## SUPPLIED DATA

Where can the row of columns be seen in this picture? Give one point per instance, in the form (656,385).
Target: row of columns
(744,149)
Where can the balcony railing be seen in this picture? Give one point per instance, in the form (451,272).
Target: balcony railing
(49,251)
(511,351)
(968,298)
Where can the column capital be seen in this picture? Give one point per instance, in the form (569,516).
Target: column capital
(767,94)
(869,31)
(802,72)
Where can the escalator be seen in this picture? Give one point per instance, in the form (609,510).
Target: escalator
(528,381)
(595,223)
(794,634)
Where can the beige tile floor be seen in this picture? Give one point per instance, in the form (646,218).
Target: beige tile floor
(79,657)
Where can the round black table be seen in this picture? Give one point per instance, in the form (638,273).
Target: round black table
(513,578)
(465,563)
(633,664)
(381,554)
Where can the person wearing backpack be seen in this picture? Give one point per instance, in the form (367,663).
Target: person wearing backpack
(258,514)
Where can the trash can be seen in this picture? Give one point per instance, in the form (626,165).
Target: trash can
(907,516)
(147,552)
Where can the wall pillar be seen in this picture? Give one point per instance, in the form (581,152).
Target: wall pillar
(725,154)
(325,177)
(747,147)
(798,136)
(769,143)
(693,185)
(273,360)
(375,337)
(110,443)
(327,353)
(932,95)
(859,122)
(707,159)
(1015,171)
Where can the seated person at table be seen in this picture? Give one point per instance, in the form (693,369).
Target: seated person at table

## WORK REQUIRED
Transcribe each entry precisely, missing none.

## PROBLEM SOLUTION
Where can the row of columns be seen in this picture? Give one point per instance, in the form (656,385).
Target: row of columns
(744,149)
Where can the balcony railing be seen in this picture? Give one point per instance, in the form (451,272).
Target: balcony railing
(49,251)
(511,351)
(968,298)
Where can the column capital be seen in this picture? Give one point per instance, in the form (569,516).
Target: column capital
(767,94)
(869,31)
(802,72)
Where can the escalator be seen in this picture? Give one point per instance, in the form (609,510).
Target: escalator
(528,381)
(595,223)
(794,634)
Where can the beige tile floor be seen in this picture? Give one point per instance, in the form (646,218).
Target: beige tile floor
(79,657)
Where can the round black table be seen in this picture? Give one point per instance, in the form (638,273).
Target: round black table
(513,578)
(465,563)
(633,664)
(381,554)
Where can the person wearing backpack be seen in this picture? Give one point per instance, in the form (367,663).
Target: person wearing backpack
(258,514)
Where can the trash can be seen in this picture? Give one point per instance, in the form (626,165).
Target: trash can
(907,516)
(147,552)
Where can the wall pillar be seen in this picture? Give one point per instance, in the form (581,152).
Target: wall pillar
(725,154)
(325,177)
(747,147)
(798,136)
(769,143)
(693,185)
(273,360)
(375,337)
(110,443)
(327,353)
(932,95)
(859,122)
(707,159)
(1015,171)
Where can the seated person at table be seen in this picture? Give one point per instance, in the form (693,369).
Target: seated person at table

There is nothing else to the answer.